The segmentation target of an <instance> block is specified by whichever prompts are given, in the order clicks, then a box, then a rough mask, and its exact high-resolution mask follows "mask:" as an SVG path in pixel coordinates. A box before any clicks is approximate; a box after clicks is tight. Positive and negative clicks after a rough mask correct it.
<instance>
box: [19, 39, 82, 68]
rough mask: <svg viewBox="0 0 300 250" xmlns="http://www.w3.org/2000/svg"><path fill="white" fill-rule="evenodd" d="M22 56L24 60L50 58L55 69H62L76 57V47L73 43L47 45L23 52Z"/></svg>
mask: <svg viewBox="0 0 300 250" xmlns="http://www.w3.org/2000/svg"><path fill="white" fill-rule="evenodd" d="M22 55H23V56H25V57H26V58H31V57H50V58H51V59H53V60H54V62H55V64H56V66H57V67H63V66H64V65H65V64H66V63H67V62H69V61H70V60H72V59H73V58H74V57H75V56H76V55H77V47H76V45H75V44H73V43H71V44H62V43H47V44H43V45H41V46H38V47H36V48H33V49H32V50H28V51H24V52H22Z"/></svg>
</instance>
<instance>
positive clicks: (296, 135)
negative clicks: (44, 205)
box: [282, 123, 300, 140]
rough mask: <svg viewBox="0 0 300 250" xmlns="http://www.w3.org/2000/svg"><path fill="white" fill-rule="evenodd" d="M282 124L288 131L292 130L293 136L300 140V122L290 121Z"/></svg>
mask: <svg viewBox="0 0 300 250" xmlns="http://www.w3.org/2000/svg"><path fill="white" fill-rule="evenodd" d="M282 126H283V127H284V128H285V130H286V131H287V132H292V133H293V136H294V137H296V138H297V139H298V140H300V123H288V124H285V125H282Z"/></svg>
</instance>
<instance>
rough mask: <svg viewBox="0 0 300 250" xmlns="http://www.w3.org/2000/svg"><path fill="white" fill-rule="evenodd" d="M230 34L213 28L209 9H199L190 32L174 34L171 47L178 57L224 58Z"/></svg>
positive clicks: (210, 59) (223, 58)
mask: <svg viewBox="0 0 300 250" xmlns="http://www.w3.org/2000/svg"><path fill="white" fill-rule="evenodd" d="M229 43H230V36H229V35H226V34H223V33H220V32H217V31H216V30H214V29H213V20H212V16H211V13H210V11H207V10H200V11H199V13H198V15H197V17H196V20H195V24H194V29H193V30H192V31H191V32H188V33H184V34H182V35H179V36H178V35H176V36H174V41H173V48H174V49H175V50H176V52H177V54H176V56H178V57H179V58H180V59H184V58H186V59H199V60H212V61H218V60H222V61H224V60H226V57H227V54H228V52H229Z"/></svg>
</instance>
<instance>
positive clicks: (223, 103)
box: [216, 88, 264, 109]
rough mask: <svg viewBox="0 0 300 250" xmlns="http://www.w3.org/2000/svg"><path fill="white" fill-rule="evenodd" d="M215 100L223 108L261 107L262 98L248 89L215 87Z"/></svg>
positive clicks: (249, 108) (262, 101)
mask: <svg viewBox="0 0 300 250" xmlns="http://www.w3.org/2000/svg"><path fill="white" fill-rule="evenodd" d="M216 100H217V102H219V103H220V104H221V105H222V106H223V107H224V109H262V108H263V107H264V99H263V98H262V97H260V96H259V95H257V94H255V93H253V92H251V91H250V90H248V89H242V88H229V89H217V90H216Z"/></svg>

▬▬▬▬▬▬

All the material above is to be returned exactly as it stands.

The segmentation target of an <instance> block is specified by whichever prompts are given, in the order clicks, then a box, then a rough mask, and its exact high-resolution mask follows "mask:" as an SVG path in pixel coordinates. A box before any clicks is approximate; a box after clicks is tight. Positive and negative clicks after a rough mask correct it.
<instance>
box: [19, 39, 82, 68]
rough mask: <svg viewBox="0 0 300 250" xmlns="http://www.w3.org/2000/svg"><path fill="white" fill-rule="evenodd" d="M22 56L24 60L50 58L55 69H62L76 57V47L73 43L47 45L23 52Z"/></svg>
mask: <svg viewBox="0 0 300 250" xmlns="http://www.w3.org/2000/svg"><path fill="white" fill-rule="evenodd" d="M22 55H23V56H25V57H26V58H31V57H50V58H51V59H53V60H54V62H55V64H56V66H57V67H63V66H64V65H65V64H66V63H67V62H69V61H70V60H72V59H73V58H74V57H75V56H76V55H77V47H76V45H75V44H73V43H71V44H62V43H47V44H43V45H41V46H38V47H36V48H33V49H32V50H28V51H24V52H22Z"/></svg>
</instance>
<instance>
positive clicks: (296, 135)
negative clicks: (44, 205)
box: [282, 123, 300, 140]
rough mask: <svg viewBox="0 0 300 250" xmlns="http://www.w3.org/2000/svg"><path fill="white" fill-rule="evenodd" d="M282 124L288 131L292 130L293 136L300 140V122L290 121Z"/></svg>
mask: <svg viewBox="0 0 300 250" xmlns="http://www.w3.org/2000/svg"><path fill="white" fill-rule="evenodd" d="M282 126H283V127H284V128H285V130H286V131H287V132H292V133H293V136H294V137H296V138H297V139H298V140H300V123H288V124H285V125H282Z"/></svg>
</instance>
<instance>
rough mask: <svg viewBox="0 0 300 250" xmlns="http://www.w3.org/2000/svg"><path fill="white" fill-rule="evenodd" d="M230 34L213 28L209 9H199L190 32L174 34L171 47L178 57L224 58Z"/></svg>
positive clicks: (210, 59) (223, 58)
mask: <svg viewBox="0 0 300 250" xmlns="http://www.w3.org/2000/svg"><path fill="white" fill-rule="evenodd" d="M229 43H230V36H229V35H226V34H223V33H220V32H217V31H216V30H214V29H213V20H212V16H211V13H210V11H207V10H200V11H199V13H198V15H197V17H196V20H195V24H194V29H193V30H192V31H191V32H188V33H184V34H182V35H179V36H178V35H176V36H174V41H173V48H174V49H175V50H176V52H177V54H176V56H178V57H179V58H180V59H184V58H186V59H199V60H212V61H218V60H222V61H224V60H226V57H227V54H228V52H229Z"/></svg>
</instance>
<instance>
positive clicks: (223, 103)
box: [216, 88, 264, 109]
rough mask: <svg viewBox="0 0 300 250" xmlns="http://www.w3.org/2000/svg"><path fill="white" fill-rule="evenodd" d="M215 100L223 108L261 107L262 98L248 89L215 87Z"/></svg>
positive clicks: (249, 108) (262, 101)
mask: <svg viewBox="0 0 300 250" xmlns="http://www.w3.org/2000/svg"><path fill="white" fill-rule="evenodd" d="M216 100H217V102H219V103H220V104H221V105H222V106H223V107H224V109H262V108H263V107H264V99H263V98H262V97H260V96H259V95H257V94H255V93H253V92H251V91H250V90H248V89H242V88H229V89H217V90H216Z"/></svg>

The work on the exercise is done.